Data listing
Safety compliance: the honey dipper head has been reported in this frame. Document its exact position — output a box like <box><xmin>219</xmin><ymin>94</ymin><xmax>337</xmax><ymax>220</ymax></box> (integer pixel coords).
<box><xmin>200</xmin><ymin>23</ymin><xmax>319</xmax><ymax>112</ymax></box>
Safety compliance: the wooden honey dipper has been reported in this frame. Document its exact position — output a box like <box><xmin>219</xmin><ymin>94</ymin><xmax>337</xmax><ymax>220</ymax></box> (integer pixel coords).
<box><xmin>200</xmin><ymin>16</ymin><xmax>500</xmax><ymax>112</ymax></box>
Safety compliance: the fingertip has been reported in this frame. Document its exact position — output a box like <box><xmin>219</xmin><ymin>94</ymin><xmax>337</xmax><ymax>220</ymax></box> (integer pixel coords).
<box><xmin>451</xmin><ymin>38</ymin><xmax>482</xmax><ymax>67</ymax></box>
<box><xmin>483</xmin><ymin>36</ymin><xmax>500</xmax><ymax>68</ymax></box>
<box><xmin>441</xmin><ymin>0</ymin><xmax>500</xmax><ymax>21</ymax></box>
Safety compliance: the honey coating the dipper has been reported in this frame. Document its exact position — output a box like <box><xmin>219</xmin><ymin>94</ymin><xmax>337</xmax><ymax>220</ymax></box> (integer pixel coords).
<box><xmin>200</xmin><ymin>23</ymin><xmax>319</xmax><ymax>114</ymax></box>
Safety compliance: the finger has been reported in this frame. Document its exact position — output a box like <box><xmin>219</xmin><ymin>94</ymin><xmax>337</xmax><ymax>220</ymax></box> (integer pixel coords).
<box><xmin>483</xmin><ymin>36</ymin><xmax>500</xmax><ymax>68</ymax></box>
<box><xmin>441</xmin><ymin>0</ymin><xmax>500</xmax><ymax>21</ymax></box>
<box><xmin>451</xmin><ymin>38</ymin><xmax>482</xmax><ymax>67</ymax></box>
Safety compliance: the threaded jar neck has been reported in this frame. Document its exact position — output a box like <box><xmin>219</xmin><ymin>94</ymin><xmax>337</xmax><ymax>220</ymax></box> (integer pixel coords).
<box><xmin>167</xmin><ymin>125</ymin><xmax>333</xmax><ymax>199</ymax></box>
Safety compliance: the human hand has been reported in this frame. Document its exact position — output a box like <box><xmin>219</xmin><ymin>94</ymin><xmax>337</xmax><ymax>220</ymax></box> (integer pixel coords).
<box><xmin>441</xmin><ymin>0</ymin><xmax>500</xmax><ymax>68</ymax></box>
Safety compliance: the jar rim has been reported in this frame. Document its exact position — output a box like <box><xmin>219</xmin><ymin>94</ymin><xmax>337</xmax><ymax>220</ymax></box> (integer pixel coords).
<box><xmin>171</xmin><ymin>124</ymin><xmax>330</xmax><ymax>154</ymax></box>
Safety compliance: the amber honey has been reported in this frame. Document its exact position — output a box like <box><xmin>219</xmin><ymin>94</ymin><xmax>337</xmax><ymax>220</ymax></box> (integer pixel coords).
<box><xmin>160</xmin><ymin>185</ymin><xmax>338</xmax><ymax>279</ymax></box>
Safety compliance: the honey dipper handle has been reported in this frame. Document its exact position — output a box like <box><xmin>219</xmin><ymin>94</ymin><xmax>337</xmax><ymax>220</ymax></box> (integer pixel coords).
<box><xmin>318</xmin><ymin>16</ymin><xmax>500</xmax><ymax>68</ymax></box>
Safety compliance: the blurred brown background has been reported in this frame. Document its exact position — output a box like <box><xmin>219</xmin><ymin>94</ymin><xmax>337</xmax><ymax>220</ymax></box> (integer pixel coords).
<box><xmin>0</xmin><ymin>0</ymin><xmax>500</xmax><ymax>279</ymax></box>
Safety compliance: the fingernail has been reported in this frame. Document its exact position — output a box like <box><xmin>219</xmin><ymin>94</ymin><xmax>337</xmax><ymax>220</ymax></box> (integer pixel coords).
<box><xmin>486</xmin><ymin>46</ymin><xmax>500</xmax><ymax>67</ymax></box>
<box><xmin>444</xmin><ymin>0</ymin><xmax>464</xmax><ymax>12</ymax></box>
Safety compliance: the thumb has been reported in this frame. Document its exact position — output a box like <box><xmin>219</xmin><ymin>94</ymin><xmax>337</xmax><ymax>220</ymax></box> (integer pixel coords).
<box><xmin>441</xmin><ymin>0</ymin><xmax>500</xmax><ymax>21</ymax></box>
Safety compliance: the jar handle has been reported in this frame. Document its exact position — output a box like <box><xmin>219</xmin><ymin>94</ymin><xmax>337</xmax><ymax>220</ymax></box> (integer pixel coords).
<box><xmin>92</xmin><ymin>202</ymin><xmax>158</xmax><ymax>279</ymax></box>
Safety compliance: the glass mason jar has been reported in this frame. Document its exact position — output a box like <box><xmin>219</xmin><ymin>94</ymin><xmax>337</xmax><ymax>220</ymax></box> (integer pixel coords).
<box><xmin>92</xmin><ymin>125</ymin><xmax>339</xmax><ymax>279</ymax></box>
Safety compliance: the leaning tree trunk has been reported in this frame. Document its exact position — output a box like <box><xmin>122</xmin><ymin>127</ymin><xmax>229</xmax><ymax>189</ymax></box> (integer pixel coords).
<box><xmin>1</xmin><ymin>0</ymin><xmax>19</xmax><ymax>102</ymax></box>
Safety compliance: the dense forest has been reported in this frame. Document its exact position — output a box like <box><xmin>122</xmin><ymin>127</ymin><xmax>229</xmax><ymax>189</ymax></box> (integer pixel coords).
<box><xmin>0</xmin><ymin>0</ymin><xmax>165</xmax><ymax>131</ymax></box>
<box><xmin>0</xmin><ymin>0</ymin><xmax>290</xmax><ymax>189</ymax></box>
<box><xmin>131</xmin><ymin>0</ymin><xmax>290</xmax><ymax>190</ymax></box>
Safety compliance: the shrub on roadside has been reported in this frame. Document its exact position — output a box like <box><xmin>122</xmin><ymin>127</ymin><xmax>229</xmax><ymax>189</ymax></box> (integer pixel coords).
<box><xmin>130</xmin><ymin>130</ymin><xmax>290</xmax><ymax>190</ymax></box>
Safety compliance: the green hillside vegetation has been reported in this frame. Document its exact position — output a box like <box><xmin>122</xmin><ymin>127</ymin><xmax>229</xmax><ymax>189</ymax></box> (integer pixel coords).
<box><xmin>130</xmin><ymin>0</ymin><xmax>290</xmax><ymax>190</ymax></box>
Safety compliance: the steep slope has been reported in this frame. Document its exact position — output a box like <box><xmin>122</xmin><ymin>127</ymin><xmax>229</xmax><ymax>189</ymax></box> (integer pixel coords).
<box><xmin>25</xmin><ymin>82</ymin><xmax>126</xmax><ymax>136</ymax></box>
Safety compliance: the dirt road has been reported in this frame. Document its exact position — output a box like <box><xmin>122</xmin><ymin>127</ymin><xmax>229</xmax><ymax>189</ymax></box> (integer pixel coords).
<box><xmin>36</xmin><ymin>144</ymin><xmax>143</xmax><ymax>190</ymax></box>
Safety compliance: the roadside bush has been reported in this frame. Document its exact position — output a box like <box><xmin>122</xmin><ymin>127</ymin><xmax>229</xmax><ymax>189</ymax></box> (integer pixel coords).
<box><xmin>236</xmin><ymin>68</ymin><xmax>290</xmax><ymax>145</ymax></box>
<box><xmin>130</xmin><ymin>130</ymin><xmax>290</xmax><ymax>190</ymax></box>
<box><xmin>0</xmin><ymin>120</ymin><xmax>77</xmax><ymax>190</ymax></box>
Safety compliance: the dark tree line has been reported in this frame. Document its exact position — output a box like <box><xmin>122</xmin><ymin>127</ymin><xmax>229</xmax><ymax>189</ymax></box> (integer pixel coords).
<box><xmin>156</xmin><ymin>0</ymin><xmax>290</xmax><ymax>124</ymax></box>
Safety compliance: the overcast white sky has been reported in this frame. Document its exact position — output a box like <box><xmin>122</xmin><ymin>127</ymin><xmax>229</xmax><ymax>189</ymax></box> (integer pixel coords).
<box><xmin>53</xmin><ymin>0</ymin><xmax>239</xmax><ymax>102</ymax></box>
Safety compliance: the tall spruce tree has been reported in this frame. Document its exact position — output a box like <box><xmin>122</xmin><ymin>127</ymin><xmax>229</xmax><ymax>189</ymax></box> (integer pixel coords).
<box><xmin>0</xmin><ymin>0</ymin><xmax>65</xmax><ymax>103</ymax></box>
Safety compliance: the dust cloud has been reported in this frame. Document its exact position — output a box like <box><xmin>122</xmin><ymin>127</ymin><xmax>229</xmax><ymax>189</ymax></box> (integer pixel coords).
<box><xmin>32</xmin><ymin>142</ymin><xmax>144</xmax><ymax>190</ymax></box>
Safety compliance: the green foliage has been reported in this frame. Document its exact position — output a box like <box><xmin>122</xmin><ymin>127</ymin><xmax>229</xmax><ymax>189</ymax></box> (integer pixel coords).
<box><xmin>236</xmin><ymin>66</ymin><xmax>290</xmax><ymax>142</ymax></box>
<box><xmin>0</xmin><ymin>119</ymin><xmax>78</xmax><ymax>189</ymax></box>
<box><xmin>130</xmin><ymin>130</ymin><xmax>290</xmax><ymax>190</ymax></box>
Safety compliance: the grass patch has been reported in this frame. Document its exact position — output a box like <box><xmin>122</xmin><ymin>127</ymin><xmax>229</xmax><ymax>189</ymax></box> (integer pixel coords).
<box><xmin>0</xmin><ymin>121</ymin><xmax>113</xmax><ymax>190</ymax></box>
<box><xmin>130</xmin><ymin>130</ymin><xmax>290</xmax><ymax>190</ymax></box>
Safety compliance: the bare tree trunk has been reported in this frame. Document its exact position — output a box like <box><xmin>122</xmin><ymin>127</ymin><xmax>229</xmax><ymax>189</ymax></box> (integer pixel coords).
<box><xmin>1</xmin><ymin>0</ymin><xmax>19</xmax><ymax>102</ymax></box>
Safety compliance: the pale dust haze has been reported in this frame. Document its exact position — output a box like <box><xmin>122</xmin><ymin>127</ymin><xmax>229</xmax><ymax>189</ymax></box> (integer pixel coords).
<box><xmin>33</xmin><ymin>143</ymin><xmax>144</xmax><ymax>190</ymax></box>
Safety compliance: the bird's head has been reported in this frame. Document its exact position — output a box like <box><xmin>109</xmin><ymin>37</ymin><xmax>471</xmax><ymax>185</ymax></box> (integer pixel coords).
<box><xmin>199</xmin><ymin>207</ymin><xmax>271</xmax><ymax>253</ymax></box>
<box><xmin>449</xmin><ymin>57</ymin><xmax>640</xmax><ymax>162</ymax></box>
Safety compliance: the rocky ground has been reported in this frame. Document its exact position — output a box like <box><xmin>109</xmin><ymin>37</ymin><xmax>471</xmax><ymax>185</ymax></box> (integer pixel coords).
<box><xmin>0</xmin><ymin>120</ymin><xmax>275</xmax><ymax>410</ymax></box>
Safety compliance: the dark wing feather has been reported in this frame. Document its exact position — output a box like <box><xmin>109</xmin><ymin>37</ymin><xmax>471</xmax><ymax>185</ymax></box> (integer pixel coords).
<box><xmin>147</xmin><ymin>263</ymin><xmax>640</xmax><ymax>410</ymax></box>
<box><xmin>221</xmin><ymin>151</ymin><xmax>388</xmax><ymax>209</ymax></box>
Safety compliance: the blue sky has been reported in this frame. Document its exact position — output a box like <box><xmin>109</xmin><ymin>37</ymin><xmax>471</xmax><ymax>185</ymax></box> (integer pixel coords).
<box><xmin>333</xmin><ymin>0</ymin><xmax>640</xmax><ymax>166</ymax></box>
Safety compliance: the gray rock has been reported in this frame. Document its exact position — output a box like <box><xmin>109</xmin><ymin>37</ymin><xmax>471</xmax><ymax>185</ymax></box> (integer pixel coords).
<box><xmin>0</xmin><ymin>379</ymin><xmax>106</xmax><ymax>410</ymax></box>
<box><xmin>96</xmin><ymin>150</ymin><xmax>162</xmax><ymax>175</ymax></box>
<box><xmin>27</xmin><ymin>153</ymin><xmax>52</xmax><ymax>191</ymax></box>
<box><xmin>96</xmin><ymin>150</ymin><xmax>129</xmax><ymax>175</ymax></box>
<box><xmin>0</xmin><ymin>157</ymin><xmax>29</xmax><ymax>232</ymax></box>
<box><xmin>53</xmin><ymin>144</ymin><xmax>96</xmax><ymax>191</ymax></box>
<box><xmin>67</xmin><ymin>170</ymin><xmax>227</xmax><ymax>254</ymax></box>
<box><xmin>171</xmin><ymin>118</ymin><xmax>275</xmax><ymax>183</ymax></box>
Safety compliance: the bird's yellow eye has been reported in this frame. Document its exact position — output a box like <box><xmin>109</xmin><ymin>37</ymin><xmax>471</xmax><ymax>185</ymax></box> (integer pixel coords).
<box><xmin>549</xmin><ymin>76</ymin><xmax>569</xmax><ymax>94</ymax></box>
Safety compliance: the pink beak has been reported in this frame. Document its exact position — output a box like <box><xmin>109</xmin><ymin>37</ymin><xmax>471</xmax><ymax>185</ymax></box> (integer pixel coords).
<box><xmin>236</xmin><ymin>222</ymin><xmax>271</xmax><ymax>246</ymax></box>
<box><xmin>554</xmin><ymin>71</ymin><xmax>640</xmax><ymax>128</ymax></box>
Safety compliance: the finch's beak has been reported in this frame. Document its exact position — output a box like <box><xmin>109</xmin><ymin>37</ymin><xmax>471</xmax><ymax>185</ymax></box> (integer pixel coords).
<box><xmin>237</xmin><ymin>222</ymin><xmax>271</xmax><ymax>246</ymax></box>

## Work to do
Report each line of the data listing that contains the word "foliage".

## Response for this exercise
Safety compliance: the green foliage has been reported in this frame. Document its exact position — output a box like <box><xmin>122</xmin><ymin>127</ymin><xmax>229</xmax><ymax>189</ymax></box> (integer pixel coords).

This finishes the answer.